**Point annotation dataset records:**
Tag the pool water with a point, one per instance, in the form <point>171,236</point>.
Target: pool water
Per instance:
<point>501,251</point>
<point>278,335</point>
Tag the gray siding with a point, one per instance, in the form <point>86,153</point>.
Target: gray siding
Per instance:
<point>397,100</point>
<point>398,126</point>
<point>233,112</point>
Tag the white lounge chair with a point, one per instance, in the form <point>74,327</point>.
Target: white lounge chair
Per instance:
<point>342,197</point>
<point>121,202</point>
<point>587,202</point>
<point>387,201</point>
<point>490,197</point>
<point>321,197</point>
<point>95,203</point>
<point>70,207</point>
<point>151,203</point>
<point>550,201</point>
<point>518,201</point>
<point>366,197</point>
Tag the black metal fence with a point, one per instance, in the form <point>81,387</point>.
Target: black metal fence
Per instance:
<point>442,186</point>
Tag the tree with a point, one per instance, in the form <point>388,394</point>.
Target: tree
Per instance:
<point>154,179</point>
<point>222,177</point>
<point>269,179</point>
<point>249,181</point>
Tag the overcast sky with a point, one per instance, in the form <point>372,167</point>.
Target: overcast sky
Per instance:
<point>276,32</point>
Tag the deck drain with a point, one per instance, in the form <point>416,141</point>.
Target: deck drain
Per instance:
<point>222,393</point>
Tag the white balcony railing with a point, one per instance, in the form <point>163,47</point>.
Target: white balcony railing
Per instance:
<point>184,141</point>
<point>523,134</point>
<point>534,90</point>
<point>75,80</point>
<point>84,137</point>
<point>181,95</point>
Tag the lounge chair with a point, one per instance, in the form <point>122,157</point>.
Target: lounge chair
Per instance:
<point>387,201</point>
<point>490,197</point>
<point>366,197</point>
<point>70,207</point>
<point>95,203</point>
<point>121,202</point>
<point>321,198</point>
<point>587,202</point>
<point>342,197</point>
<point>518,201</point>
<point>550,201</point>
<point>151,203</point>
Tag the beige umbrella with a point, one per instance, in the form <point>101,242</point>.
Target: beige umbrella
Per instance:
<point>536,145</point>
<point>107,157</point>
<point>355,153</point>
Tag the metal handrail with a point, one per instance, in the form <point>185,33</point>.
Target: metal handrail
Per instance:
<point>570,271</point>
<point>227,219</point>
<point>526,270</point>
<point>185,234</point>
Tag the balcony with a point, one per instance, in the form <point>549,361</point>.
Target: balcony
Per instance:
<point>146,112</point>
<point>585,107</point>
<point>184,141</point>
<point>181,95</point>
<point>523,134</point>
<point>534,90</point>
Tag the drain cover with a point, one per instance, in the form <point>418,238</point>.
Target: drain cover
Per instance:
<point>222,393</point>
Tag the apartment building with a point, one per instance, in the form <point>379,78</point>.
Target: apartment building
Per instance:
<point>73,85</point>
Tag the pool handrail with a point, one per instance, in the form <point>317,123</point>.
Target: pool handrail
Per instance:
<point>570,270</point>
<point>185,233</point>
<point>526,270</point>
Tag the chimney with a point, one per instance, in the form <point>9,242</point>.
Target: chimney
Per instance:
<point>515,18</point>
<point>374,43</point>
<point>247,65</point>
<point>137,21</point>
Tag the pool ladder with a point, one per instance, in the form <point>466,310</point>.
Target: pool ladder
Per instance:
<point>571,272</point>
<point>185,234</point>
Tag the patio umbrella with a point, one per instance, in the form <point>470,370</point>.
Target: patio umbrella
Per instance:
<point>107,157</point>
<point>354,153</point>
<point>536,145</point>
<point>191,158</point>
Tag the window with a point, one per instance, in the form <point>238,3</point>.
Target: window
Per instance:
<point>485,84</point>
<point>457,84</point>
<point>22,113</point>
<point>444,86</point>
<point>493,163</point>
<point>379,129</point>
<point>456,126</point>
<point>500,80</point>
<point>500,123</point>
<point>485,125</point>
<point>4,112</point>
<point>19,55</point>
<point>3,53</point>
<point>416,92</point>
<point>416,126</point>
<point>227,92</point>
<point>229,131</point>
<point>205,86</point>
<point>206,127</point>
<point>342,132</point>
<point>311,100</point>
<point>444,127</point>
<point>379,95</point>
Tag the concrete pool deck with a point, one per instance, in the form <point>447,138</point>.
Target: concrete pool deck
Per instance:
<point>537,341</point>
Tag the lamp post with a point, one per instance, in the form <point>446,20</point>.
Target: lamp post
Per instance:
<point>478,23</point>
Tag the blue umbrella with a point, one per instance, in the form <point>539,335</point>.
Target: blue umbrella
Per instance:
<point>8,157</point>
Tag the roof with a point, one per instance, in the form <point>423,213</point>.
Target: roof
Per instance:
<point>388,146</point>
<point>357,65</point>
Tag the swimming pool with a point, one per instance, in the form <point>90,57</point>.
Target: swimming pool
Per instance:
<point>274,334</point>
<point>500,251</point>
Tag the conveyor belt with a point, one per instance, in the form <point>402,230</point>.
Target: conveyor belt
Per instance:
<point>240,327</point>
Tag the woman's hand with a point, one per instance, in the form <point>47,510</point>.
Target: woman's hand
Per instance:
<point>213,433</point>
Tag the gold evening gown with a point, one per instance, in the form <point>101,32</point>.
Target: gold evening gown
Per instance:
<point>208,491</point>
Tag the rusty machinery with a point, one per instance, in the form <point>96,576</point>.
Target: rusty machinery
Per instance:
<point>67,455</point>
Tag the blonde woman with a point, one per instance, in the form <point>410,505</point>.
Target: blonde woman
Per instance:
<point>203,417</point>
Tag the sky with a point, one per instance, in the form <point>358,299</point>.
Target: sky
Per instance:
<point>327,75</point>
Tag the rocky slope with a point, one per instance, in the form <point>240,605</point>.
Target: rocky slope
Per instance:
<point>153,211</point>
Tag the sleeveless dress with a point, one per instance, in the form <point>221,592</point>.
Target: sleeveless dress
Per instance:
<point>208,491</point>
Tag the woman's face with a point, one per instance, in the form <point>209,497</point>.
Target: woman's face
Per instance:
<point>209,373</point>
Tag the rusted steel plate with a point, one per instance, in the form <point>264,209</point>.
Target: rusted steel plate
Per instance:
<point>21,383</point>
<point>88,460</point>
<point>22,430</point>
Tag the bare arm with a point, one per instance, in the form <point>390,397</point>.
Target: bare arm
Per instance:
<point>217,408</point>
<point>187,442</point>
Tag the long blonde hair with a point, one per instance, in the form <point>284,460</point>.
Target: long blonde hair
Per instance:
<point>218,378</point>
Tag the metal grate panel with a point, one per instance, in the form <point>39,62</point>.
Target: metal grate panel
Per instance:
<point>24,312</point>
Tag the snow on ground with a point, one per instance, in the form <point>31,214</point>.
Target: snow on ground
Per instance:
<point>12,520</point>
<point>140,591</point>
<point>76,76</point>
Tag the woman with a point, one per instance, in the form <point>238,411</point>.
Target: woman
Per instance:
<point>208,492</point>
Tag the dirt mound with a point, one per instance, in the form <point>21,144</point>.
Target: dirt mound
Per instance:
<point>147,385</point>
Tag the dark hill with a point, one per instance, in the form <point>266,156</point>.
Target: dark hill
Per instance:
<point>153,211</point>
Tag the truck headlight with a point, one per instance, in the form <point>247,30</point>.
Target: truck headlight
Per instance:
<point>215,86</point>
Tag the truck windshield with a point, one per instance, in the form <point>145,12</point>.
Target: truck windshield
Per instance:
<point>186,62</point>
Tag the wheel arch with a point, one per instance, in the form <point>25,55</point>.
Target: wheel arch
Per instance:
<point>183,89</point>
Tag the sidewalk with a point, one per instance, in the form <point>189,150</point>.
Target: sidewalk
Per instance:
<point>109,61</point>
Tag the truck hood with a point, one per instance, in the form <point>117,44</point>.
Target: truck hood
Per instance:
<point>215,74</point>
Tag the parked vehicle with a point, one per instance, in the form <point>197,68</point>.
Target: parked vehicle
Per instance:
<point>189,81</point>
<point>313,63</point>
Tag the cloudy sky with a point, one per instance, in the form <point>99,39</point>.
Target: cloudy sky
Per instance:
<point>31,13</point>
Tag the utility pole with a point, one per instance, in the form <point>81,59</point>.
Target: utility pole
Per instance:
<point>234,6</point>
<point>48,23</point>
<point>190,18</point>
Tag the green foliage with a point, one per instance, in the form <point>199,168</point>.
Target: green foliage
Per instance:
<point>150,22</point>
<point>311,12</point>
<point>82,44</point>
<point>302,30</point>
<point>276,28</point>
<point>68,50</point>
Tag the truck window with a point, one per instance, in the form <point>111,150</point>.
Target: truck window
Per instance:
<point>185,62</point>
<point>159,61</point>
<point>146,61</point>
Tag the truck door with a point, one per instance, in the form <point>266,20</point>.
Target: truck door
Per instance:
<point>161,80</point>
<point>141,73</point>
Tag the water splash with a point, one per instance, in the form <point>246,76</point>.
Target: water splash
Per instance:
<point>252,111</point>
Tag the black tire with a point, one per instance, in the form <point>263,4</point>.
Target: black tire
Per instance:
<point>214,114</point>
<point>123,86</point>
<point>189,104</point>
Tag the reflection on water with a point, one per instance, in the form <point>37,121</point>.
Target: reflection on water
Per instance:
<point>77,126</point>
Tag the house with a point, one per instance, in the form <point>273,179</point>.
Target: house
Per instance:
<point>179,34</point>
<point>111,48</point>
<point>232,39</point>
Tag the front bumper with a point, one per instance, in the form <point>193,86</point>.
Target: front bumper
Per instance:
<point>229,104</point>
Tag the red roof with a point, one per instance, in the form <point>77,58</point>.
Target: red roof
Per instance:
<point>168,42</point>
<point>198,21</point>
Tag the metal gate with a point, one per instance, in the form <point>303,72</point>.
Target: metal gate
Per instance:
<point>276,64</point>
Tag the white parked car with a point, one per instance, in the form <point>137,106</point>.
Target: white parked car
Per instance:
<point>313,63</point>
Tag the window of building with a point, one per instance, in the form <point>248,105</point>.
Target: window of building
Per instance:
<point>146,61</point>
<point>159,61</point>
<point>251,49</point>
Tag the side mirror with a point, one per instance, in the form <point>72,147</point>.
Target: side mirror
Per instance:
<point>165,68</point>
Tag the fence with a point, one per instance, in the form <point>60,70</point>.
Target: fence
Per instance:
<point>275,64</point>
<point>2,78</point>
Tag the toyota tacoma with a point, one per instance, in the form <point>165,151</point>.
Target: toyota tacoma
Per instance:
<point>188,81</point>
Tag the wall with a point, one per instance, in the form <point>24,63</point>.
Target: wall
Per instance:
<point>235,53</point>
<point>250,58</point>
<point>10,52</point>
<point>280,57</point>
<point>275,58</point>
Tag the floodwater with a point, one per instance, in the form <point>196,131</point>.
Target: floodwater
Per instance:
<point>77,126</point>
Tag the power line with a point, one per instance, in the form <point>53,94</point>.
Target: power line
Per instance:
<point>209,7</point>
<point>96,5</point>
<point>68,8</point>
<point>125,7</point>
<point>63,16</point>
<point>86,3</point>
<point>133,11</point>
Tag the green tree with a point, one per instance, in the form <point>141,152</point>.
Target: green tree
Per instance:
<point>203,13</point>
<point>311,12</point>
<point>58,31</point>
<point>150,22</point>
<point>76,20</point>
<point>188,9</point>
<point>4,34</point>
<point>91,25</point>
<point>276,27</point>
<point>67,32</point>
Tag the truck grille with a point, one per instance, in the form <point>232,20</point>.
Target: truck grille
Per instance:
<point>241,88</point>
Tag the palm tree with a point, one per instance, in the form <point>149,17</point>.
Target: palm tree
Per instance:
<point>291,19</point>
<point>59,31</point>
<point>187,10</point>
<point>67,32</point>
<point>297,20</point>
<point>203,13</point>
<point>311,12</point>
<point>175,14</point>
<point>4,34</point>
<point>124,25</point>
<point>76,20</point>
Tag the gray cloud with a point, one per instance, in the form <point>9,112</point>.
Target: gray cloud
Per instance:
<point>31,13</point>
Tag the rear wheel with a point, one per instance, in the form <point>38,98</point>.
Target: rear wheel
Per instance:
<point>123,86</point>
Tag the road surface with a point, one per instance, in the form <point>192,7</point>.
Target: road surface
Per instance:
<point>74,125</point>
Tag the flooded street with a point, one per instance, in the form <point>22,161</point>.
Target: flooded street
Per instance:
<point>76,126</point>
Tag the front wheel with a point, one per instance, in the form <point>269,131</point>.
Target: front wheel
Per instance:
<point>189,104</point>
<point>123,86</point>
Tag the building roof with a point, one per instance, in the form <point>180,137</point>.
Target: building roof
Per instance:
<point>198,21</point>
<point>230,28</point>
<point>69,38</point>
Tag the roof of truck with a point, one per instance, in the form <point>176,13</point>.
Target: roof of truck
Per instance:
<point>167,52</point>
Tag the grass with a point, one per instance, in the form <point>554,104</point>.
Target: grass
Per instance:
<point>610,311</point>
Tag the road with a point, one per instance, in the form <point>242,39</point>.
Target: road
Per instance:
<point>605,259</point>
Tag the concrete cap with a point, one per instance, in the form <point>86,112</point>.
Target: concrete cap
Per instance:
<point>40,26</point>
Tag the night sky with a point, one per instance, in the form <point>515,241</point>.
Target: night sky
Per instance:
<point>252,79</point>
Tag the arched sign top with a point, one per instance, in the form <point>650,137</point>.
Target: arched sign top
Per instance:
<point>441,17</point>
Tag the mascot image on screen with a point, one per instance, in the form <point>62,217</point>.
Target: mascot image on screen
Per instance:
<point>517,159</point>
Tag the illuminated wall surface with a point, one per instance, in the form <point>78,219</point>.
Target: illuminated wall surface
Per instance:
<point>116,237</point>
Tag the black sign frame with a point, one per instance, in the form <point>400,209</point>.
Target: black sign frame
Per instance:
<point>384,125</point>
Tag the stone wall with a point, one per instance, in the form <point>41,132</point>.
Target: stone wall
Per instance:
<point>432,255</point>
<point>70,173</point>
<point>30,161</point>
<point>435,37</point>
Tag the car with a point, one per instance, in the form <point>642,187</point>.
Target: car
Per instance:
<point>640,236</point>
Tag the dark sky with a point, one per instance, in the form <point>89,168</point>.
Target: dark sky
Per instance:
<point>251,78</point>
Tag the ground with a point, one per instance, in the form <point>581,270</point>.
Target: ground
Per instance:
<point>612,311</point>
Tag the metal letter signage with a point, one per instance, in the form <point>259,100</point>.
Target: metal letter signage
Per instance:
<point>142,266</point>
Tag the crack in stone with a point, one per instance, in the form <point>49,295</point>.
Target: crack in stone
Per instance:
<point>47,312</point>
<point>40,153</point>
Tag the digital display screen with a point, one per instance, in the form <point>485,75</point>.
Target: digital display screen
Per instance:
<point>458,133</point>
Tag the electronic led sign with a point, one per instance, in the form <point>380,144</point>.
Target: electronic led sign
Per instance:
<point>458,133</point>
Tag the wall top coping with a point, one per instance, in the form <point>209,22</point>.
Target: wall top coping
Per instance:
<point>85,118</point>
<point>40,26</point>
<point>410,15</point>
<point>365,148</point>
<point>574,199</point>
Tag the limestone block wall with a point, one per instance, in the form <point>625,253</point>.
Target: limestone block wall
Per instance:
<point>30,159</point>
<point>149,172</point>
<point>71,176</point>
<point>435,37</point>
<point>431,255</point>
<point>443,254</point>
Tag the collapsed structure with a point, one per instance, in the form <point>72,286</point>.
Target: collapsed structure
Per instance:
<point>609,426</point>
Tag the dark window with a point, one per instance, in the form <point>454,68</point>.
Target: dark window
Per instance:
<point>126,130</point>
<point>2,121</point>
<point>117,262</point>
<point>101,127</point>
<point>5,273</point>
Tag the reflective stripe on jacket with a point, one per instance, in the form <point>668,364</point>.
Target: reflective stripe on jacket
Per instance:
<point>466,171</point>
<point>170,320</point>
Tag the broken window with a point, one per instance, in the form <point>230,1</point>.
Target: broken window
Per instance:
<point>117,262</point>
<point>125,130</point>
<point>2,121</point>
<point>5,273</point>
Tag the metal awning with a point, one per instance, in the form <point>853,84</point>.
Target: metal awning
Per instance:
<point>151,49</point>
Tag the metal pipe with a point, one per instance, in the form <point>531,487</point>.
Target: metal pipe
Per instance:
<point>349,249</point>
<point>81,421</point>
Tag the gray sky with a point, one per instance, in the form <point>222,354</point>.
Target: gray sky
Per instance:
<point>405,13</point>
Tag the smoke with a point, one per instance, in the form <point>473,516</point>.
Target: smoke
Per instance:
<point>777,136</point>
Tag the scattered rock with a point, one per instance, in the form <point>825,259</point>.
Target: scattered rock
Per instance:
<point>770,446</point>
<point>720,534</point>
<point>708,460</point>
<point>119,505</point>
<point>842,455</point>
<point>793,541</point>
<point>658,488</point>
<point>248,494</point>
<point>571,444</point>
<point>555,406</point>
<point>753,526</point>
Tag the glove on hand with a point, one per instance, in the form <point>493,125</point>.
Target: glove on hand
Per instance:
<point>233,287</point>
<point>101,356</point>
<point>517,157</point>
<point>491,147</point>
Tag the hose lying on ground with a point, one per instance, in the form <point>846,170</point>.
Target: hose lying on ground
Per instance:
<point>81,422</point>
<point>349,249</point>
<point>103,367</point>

**Required work:**
Look above for the line containing "Tag the gray sky"; copy from it through the last line, exactly, and nothing more.

**Output of the task:**
Tag the gray sky with a point, one per instance, in the form <point>222,354</point>.
Target: gray sky
Per instance:
<point>405,13</point>
Tag the smoke with a point, one per instance, in the form <point>473,516</point>.
Target: smoke
Per instance:
<point>777,136</point>
Tag the scattered rock with a point, one per instance, in the form <point>825,259</point>.
Target: scattered rock
Per instance:
<point>770,446</point>
<point>720,534</point>
<point>708,460</point>
<point>119,505</point>
<point>842,455</point>
<point>793,541</point>
<point>658,488</point>
<point>248,494</point>
<point>571,444</point>
<point>555,406</point>
<point>753,526</point>
Tag the glove on hand with a point, one per instance, in the form <point>493,125</point>.
Target: glove on hand
Per instance:
<point>233,287</point>
<point>101,356</point>
<point>517,157</point>
<point>491,147</point>
Tag the hose lying on ground with a point, one per instance, in the form <point>846,170</point>.
Target: hose lying on ground
Per instance:
<point>81,422</point>
<point>349,249</point>
<point>103,367</point>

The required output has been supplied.